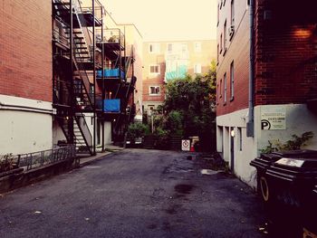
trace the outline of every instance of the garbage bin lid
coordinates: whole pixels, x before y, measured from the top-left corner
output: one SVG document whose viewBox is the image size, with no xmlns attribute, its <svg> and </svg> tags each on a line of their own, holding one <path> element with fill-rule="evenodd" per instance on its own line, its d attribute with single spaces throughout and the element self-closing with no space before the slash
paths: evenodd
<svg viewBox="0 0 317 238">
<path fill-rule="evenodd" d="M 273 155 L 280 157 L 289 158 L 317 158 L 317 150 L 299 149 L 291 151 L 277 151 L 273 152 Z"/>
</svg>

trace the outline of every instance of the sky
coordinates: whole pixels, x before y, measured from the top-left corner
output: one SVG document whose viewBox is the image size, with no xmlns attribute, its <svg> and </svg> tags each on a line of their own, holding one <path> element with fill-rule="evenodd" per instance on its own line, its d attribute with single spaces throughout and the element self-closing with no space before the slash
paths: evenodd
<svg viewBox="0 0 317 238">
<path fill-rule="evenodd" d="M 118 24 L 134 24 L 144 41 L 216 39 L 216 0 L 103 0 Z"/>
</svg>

◆ Exercise aim
Copy every one of these records line for line, omitting the pictures.

◆ Output of the exercise
trace the outline of every instance of the garbage bin lid
coordinates: whole pixels, x before y, measured from the top-left corner
output: one SVG document whose viewBox is the image size, with no xmlns attribute, its <svg> and </svg> tags each on a line of their own, holding one <path> element with fill-rule="evenodd" per instance on its own line, its d attribute with single spaces throughout and the element self-closing with no space before the slash
paths: evenodd
<svg viewBox="0 0 317 238">
<path fill-rule="evenodd" d="M 273 155 L 280 157 L 289 158 L 317 158 L 317 150 L 299 149 L 291 151 L 277 151 L 273 152 Z"/>
</svg>

trace the outline of every instance of the sky
coordinates: whole pixels, x before y, measured from the top-left corner
output: one SVG document whose viewBox is the image size, with no xmlns attribute, its <svg> and </svg> tags each on a line of their own, holding one <path> element with fill-rule="evenodd" per instance on its own line, its d attribute with single spaces throughout and the element self-closing with no space before the slash
paths: evenodd
<svg viewBox="0 0 317 238">
<path fill-rule="evenodd" d="M 118 24 L 134 24 L 144 41 L 216 39 L 216 0 L 103 0 Z"/>
</svg>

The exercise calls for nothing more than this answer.